==== Information shown ====

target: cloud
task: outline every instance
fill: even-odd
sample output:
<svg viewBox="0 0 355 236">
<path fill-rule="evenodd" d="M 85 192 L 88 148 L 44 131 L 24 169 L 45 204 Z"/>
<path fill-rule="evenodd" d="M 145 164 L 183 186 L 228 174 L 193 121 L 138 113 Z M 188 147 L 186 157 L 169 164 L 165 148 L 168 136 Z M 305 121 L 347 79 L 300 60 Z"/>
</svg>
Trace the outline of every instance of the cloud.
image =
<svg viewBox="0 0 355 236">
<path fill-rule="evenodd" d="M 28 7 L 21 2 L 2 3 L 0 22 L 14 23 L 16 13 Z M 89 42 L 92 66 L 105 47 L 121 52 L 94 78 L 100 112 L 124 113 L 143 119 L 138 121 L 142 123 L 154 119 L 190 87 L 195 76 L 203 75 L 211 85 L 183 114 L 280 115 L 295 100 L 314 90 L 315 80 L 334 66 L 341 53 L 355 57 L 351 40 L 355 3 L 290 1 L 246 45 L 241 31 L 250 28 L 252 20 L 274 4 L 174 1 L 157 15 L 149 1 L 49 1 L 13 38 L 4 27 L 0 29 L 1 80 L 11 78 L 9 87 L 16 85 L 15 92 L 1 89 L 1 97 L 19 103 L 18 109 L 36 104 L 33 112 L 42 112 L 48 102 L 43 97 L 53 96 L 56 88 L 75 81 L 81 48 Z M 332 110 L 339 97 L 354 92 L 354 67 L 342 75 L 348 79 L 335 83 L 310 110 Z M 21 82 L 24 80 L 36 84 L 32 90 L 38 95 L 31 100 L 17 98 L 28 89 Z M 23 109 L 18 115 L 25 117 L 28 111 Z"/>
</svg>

====

What you have to do
Please return every line of the records above, unchanged.

Expected output
target: cloud
task: outline every instance
fill: even-odd
sample output:
<svg viewBox="0 0 355 236">
<path fill-rule="evenodd" d="M 85 192 L 88 148 L 44 131 L 24 169 L 45 204 Z"/>
<path fill-rule="evenodd" d="M 145 164 L 183 186 L 228 174 L 193 121 L 138 113 Z M 188 147 L 186 157 L 169 164 L 165 148 L 168 136 Z M 305 121 L 347 79 L 300 60 Z"/>
</svg>
Trace the outline of every instance of the cloud.
image =
<svg viewBox="0 0 355 236">
<path fill-rule="evenodd" d="M 28 7 L 21 2 L 2 3 L 0 22 L 14 23 L 16 13 Z M 89 42 L 92 66 L 105 47 L 121 52 L 94 78 L 100 112 L 124 113 L 143 119 L 138 121 L 142 123 L 154 119 L 190 87 L 195 76 L 203 75 L 211 85 L 183 114 L 280 115 L 295 100 L 314 90 L 315 80 L 334 66 L 341 53 L 355 57 L 351 40 L 355 3 L 290 1 L 246 45 L 241 31 L 250 28 L 252 20 L 274 4 L 174 1 L 157 15 L 149 1 L 49 1 L 13 38 L 4 27 L 0 29 L 1 80 L 11 78 L 9 87 L 16 85 L 15 92 L 1 89 L 1 97 L 19 103 L 18 109 L 36 104 L 33 112 L 42 112 L 48 102 L 43 97 L 53 96 L 56 88 L 75 81 L 81 48 Z M 332 110 L 339 97 L 354 92 L 354 67 L 342 75 L 348 79 L 335 83 L 310 110 Z M 21 82 L 24 80 L 36 84 L 32 90 L 38 95 L 31 100 L 17 98 L 28 89 Z M 23 109 L 18 115 L 25 117 L 28 111 Z"/>
</svg>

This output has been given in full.